--- Start of TEXT ---
# Honey Calculator



## BeeMoose (Oct 19, 2013)

That's pretty cool. Thanks for sharing it. Nice site by the way.


----------



## JTGaraas (Jun 7, 2014)

I commend you for developing a simple honey calculator. My question concerns the pounds attributed to each type of frame. You have used 3 pounds of honey for a medium frame, and 5 pounds for a deep frame. Hivetrack's calculator uses 4 pounds for a medium, and 6 pounds for a deep frame. I have seen other numbers, and then there are beekeepers that throw out pound numbers for supers without describing the number of frames in the box. My own experience for 5 harvests was closer to 4 pounds per medium frame (the volume was also consistent). Perhaps honey weights are also variable based upon nectar sources, but I have never read anything to suggest that being true. Water content may affect weight somewhat. In a nutshell, what was the source for your unit numbers; were any variables identified?


----------



## Bill_B (Aug 21, 2014)

It's a good start, but there's a small problem. You're not distinguishing between ounces (weight) and fluid ounces (volume) and it leads to an error in your calculations.
--- End of TEXT ---
--- Start of DATA EXCERPTS ---
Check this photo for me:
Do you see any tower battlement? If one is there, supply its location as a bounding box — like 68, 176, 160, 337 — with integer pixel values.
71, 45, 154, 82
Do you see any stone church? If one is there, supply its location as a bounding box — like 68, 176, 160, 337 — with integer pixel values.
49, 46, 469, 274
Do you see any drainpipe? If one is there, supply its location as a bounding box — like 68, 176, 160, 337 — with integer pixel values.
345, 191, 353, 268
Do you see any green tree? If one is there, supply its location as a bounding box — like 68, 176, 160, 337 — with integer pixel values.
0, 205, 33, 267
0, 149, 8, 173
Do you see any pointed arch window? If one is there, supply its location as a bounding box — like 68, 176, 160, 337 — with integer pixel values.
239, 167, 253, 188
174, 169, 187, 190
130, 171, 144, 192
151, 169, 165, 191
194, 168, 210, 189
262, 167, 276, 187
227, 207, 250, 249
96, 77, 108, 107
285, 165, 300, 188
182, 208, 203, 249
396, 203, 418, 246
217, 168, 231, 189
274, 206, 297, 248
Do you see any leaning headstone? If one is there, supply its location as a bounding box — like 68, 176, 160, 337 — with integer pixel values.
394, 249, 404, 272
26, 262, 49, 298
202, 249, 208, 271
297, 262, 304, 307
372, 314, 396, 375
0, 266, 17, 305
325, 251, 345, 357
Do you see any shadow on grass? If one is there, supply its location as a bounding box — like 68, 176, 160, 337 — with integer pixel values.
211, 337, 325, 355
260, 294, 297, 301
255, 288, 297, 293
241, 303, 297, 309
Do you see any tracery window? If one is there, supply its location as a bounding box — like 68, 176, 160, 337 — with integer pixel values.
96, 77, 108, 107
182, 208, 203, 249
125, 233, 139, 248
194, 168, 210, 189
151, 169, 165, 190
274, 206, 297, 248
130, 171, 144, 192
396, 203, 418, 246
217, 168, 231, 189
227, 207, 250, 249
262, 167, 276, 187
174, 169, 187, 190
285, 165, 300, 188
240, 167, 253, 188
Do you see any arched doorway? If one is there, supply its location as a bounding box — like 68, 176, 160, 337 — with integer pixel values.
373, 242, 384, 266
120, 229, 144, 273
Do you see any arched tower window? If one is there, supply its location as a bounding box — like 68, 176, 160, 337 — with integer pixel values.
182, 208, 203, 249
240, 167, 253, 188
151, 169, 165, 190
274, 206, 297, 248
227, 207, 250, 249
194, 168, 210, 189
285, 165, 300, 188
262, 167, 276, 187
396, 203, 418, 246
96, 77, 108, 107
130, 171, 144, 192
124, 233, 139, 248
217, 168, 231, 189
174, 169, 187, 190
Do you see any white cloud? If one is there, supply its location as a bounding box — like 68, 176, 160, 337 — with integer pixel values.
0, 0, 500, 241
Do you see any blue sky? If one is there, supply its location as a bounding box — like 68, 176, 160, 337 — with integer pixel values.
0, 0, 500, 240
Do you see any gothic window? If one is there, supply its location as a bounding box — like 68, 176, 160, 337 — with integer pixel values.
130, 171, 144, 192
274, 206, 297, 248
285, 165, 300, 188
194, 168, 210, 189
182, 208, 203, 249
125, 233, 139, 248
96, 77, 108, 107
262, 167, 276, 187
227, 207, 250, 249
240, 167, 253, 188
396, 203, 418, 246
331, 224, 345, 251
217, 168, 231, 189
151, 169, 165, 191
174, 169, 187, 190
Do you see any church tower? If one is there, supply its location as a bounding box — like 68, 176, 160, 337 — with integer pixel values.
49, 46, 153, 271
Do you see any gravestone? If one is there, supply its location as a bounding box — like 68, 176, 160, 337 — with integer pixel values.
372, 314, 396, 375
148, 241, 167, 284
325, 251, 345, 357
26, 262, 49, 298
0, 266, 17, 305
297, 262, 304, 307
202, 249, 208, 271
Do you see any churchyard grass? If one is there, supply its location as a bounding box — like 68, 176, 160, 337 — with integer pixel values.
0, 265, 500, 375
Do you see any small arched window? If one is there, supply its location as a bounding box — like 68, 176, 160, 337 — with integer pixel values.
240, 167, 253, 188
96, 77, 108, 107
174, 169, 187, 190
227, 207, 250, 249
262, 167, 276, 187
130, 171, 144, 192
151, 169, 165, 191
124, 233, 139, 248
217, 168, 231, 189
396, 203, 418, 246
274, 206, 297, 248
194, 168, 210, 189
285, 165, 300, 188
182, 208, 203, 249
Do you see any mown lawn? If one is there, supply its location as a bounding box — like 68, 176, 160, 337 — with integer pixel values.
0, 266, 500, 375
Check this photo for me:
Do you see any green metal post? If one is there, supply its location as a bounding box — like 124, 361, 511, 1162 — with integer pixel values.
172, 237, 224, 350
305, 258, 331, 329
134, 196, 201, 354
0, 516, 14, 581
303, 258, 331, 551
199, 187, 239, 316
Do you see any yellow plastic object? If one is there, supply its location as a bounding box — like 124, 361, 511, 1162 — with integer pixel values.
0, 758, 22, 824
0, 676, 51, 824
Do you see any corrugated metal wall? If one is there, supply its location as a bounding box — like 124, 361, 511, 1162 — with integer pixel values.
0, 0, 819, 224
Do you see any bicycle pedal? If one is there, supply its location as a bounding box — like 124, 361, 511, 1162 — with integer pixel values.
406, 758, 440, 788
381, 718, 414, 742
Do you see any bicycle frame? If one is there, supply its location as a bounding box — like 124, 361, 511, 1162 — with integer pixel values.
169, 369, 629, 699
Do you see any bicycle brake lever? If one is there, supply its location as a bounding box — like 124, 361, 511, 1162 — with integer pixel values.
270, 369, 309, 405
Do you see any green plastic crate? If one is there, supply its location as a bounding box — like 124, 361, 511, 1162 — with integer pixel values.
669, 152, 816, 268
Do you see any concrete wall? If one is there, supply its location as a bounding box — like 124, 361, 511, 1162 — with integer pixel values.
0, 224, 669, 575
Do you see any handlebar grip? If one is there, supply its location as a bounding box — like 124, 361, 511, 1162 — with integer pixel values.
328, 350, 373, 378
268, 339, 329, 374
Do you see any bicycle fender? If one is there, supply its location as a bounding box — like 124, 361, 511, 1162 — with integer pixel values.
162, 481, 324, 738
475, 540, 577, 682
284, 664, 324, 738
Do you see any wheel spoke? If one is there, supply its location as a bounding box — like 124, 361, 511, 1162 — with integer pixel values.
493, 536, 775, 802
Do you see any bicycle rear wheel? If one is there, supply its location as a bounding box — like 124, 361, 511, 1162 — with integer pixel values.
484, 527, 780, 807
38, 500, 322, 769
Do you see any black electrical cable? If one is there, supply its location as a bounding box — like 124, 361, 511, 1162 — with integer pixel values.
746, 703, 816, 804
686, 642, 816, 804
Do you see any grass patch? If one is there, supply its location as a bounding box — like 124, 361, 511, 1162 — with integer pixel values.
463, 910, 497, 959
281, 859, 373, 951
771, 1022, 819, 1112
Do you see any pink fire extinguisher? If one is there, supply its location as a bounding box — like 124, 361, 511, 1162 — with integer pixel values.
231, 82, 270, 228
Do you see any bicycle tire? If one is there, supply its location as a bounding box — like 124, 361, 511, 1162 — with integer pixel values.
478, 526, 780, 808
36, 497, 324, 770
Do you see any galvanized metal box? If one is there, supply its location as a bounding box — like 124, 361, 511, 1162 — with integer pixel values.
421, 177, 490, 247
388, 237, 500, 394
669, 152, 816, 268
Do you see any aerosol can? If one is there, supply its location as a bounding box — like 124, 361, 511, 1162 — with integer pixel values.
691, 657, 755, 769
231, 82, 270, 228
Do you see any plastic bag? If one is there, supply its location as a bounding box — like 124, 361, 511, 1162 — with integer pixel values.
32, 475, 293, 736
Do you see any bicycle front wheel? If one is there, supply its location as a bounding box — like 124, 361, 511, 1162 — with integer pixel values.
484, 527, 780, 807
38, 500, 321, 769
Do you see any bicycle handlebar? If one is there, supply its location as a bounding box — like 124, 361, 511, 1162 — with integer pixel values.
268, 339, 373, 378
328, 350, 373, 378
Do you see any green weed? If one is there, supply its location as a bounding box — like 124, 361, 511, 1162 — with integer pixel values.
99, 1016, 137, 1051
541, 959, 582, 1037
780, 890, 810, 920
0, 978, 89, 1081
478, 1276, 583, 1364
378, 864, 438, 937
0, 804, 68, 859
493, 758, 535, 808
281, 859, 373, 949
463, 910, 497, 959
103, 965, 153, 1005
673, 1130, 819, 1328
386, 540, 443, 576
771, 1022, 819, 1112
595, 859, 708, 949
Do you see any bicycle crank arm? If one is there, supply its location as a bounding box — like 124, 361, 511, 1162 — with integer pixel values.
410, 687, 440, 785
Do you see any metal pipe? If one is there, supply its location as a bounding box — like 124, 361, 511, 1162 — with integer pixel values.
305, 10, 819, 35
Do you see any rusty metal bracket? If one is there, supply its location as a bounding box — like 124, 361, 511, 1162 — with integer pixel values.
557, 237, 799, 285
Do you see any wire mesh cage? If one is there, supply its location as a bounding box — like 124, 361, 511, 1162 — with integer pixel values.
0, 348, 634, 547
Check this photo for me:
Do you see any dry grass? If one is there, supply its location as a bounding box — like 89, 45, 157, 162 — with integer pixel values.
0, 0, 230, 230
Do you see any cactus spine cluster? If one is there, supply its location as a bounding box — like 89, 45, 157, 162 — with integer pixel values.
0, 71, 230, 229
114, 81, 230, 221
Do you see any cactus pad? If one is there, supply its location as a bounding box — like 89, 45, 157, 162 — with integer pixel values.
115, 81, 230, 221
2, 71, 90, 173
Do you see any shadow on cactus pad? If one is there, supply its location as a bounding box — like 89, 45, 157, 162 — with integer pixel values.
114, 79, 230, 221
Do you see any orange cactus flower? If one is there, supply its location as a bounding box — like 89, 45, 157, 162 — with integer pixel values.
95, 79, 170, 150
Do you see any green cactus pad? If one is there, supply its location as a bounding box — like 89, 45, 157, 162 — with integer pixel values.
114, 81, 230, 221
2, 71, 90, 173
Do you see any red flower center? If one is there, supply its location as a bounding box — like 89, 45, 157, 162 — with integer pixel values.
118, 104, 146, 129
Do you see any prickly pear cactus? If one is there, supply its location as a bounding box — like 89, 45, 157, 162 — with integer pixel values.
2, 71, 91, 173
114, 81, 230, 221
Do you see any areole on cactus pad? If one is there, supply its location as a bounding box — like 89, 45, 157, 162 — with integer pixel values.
--- End of DATA EXCERPTS ---
TASK INSTRUCTIONS: From the honey calculator thread, write out word for word the part that opens with the words containing "That's pretty cool." and closes with "any variables identified?".

RESPONSE TO THIS EXERCISE:
That's pretty cool. Thanks for sharing it. Nice site by the way.


----------



## JTGaraas (Jun 7, 2014)

I commend you for developing a simple honey calculator. My question concerns the pounds attributed to each type of frame. You have used 3 pounds of honey for a medium frame, and 5 pounds for a deep frame. Hivetrack's calculator uses 4 pounds for a medium, and 6 pounds for a deep frame. I have seen other numbers, and then there are beekeepers that throw out pound numbers for supers without describing the number of frames in the box. My own experience for 5 harvests was closer to 4 pounds per medium frame (the volume was also consistent). Perhaps honey weights are also variable based upon nectar sources, but I have never read anything to suggest that being true. Water content may affect weight somewhat. In a nutshell, what was the source for your unit numbers; were any variables identified?